■ **THE PROBLEM**: Reproduce all of the material below verbatim, leaving out the pictures.

■ **DATASET ENTRIES**:
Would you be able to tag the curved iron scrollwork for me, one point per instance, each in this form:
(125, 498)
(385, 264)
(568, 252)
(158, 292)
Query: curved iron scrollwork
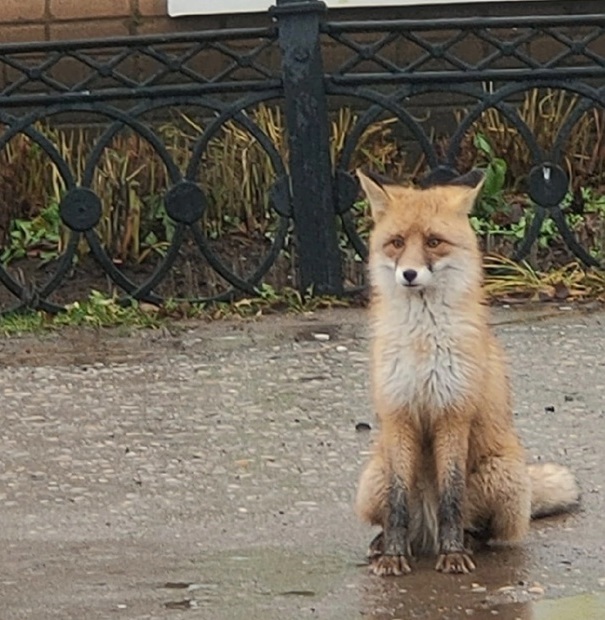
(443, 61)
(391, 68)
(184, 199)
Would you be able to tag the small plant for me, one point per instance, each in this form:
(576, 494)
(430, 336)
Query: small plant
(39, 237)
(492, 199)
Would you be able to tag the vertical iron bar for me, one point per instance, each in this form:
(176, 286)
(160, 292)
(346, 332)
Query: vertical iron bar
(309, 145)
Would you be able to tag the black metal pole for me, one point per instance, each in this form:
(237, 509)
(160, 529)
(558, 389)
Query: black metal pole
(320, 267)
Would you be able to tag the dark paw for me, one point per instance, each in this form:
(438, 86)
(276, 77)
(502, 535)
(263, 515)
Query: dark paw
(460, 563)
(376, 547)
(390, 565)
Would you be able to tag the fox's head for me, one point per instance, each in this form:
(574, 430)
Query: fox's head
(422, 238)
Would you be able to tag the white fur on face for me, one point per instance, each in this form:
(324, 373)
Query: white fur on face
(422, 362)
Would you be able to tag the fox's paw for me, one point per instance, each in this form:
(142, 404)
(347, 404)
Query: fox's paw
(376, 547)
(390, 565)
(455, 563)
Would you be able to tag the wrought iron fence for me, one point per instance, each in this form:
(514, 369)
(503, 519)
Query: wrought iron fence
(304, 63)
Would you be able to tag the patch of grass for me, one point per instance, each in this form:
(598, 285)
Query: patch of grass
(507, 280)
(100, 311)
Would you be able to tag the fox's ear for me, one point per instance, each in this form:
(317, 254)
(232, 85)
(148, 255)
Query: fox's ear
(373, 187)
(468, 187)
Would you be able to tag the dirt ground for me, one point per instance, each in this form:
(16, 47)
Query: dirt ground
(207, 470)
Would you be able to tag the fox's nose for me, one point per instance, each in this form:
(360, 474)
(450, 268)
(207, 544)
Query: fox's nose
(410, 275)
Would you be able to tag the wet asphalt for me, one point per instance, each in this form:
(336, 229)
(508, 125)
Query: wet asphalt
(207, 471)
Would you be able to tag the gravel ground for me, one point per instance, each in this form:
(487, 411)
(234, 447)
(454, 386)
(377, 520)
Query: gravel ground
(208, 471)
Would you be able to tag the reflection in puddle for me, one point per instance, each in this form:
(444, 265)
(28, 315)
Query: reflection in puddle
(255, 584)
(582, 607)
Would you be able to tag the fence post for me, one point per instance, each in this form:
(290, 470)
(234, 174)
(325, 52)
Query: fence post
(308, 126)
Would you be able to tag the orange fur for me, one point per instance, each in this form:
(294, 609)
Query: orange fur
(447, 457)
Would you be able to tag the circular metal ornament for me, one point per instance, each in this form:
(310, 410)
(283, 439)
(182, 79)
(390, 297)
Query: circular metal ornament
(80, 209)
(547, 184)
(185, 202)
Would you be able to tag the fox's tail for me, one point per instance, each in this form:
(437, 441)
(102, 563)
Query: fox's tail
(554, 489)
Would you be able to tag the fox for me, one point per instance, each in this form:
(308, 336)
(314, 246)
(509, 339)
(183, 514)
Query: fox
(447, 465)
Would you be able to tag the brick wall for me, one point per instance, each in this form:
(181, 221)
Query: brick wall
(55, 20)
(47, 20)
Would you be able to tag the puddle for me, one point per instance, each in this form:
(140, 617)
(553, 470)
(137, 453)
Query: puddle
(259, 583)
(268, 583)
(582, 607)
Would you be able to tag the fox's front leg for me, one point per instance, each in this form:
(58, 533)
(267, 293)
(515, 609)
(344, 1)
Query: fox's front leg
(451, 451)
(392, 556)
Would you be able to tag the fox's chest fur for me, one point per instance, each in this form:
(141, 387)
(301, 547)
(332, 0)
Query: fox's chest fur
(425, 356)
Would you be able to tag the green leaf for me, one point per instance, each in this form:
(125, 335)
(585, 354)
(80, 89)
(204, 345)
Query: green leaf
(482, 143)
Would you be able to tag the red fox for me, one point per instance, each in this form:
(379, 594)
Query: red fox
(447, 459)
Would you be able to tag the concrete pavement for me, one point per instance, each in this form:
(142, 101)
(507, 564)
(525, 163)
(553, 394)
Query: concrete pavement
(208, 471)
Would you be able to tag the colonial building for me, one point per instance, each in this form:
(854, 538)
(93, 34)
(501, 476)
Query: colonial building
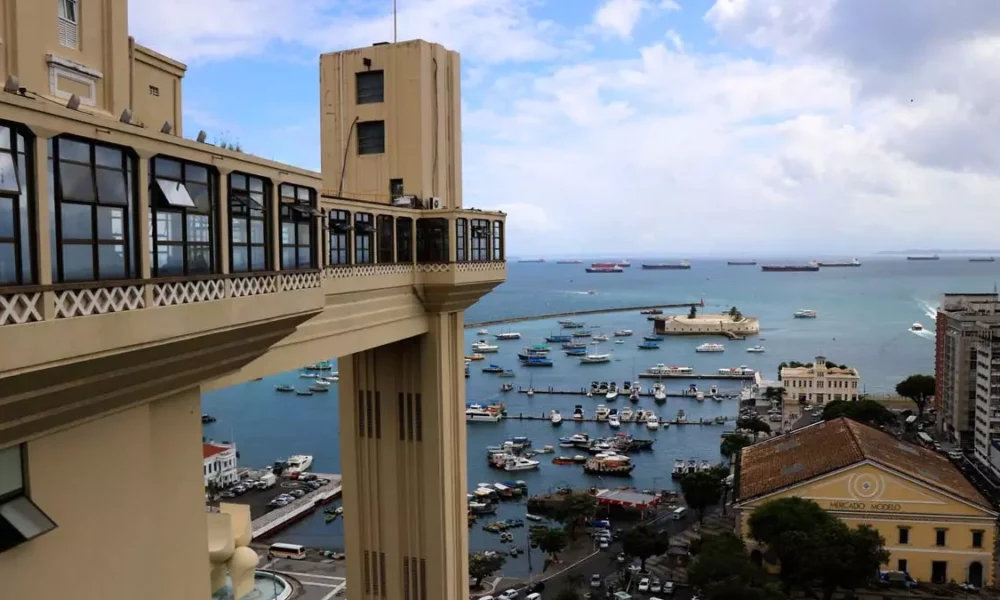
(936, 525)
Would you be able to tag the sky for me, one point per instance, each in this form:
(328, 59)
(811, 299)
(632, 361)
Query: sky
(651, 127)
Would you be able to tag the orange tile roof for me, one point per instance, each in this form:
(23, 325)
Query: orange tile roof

■ **ANSWER TO THIS TASK**:
Would you be able to tag the curved iron scrollwork for me, one point per instance, each in this form:
(125, 498)
(385, 264)
(568, 252)
(158, 292)
Query: curved iron scrollwork
(443, 61)
(391, 68)
(184, 199)
Would you be able to tag the small plant for me, one point per instance, each in this form:
(576, 494)
(430, 336)
Query: small plant
(39, 237)
(492, 199)
Would you be able to tag the vertical iron bar for me, one point per instance, each in this form:
(176, 286)
(160, 292)
(346, 332)
Query: vertical iron bar
(309, 145)
Would you be able to tag the black metal pole for me, one point per instance, each in this form:
(237, 509)
(160, 529)
(558, 389)
Query: black metal pole
(320, 267)
Would you be able to tag the dark paw for me, one point per instance, each in this form:
(438, 86)
(276, 77)
(502, 535)
(263, 515)
Query: dark paw
(460, 563)
(376, 547)
(390, 565)
Would you be able to tag the fox's head for me, one point per instance, each in this form:
(574, 430)
Query: fox's head
(422, 238)
Would you be able to tag the white fur on face for me, one point per instance, each in this form:
(324, 373)
Query: white fur on face
(422, 362)
Would you be able to tag the fox's paw for me, one point per instance, each in this form:
(142, 404)
(347, 404)
Query: fox's paw
(376, 547)
(390, 565)
(455, 563)
Would you be able to tag the wrought iron fence for me, one point per instance, each in this form:
(514, 369)
(503, 519)
Query: wrought iron fence
(304, 63)
Would you be able to tag the patch of grass for me, one point per instance, each in this form:
(598, 285)
Query: patch of grass
(507, 280)
(100, 311)
Would you be able to tag the fox's ear for me, one point per instance, each in this form:
(317, 254)
(232, 85)
(148, 255)
Query: fox's ear
(373, 187)
(468, 187)
Would you be able to tag the dirt ground for me, one point per instance, each in this form:
(16, 47)
Query: dirt ground
(207, 470)
Would you be able to tag the fox's nose for me, one point per instance, each in this form:
(360, 474)
(450, 268)
(207, 544)
Query: fox's nose
(410, 275)
Would you be able to tag the wet asphalt for me, one point per instance, each in this form:
(336, 229)
(508, 125)
Query: wet asphalt
(207, 471)
Would you be able to tag the gravel ground for me, one point per instance, each in this form:
(487, 411)
(234, 447)
(454, 386)
(377, 520)
Query: gravel ground
(208, 471)
Would you be able to tag the reflection in puddle for me, one point per instance, each in this form:
(444, 265)
(28, 315)
Query: reflection in puddle
(255, 584)
(582, 607)
Would you be able to tag the fence post for me, one point per instance, each in this form:
(290, 470)
(234, 174)
(325, 52)
Query: fence post
(308, 126)
Would you be able to tag the orange fur for me, one point per instance, each in this form:
(294, 609)
Query: orange fur
(447, 457)
Would you be able to tag the circular metal ornament for me, one point per instance, each in this form:
(310, 410)
(283, 439)
(182, 79)
(390, 297)
Query: circular metal ornament
(80, 209)
(547, 184)
(185, 202)
Would you be able to tag the fox's tail for me, one point per instance, each in this form:
(437, 441)
(102, 563)
Query: fox's tail
(554, 489)
Would you be able to tag the fox for me, one point per instance, each in this form:
(308, 336)
(314, 246)
(509, 339)
(183, 514)
Query: fox
(447, 465)
Would you be able to tag the brick wall for me, one point per instance, each in this form:
(181, 221)
Query: brick wall
(55, 20)
(47, 20)
Would you be able to tag the puddle for me, one point per instance, each in this form:
(140, 617)
(553, 470)
(137, 453)
Query: puddle
(259, 583)
(268, 583)
(582, 607)
Would you be able to tag the fox's front leg for me, one point per instance, each in this form:
(58, 533)
(267, 293)
(515, 609)
(344, 1)
Query: fox's front leg
(451, 451)
(392, 556)
Would you be able to tag the fox's chest fur for me, one point per instance, each in this form:
(141, 387)
(301, 547)
(332, 0)
Query: fox's chest fur
(425, 356)
Would you be able to tag the green leaf for me, one point per instance, each in this form:
(125, 335)
(585, 354)
(80, 89)
(204, 345)
Query: green leaf
(482, 143)
Would you be able to tag the red fox for me, one point per instance, each in this form:
(379, 594)
Query: red fox
(447, 459)
Would you be able to tag the concrete pavement for me, one point per instance, each in this form:
(142, 101)
(507, 564)
(525, 163)
(553, 394)
Query: concrete pavement
(208, 471)
Would you be able to tag the colonial building for me, one point per instance, each in this form:
(854, 538)
(93, 34)
(501, 476)
Query: colonial building
(936, 525)
Would you be able to tag the sky for me, one point per instance, each in this form:
(328, 59)
(811, 299)
(632, 361)
Query: sky
(651, 127)
Would you be able to tag the orange tile roof for me, one point per instance, each in this form:
(23, 325)
Query: orange tile roof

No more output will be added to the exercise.